◆ **EXERCISE TEXT**:
○ ○ ○ ○ ○
Development of Proteomics-Based Methods for Protein Quantification

NIST is developing methods for the quantification of clinically-relevant protein biomarkers by mass spectrometry. Some methods are intended to establish reference measurement procedures for the production of standard reference materials, which establish traceability and improve the accuracy of routine clinical measurements by standardizing the calibration procedures. Such traceability is required by the European Directive on in vitro diagnostics (IVD) for all measurements in laboratory medicine. Other quantitative mass spectrometry based methods will be used to characterize and improve routine clinical immunoassays for protein biomarkers. NIST is also working to demonstrate the reproducibility of quantitative mass spectrometry methods through participation in inter-laboratory studies.

Reference measurement procedures and standard reference materials help ensure that routine clinical assays provide accurate results across different laboratories and over time. Lists of such higher-order methods are published by the Joint Committee for Traceability in Laboratory Medicine (JCTLM). While there are many reference measurement procedures for small-molecule organic and inorganic species, few exist for clinically relevant proteins. In order to meet this need, new measurement procedures must be developed. As the field of proteomics matures, it is likely that more protein biomarkers will be discovered and used for clinical diagnoses. These potential biomarkers can be verified through quantitative mass spectrometry methods. Existing clinical immunoassays for protein biomarkers already in use can be improved by establishing traceability to more accurate mass spectrometry methods.
○ ○ ○ ○ ○
Collected data entries:

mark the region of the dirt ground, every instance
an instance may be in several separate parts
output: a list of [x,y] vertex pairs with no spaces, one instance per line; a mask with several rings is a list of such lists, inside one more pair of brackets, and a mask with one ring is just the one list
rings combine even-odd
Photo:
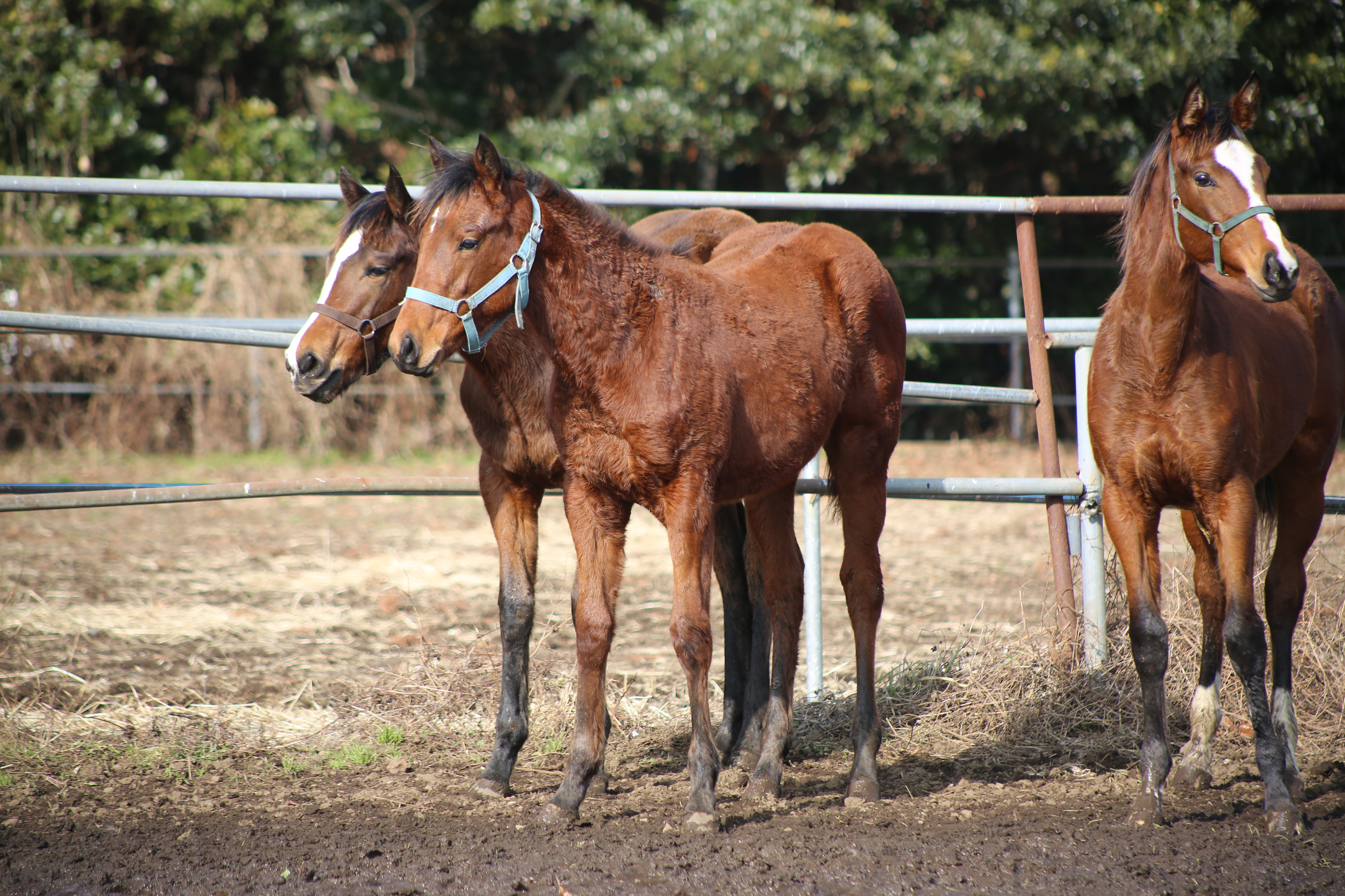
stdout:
○ ○ ○ ○ ○
◆ **TASK DETAILS**:
Answer these questions from the text on protein quantification:
(a) Which directive requires traceability for all measurements in laboratory medicine?
(b) Who publishes lists of higher-order methods?
(c) How is NIST working to demonstrate the reproducibility of quantitative mass spectrometry methods?

◆ **TASK OUTPUT**:
(a) The European Directive on in vitro diagnostics (IVD)
(b) The Joint Committee for Traceability in Laboratory Medicine (JCTLM)
(c) Through participation in inter-laboratory studies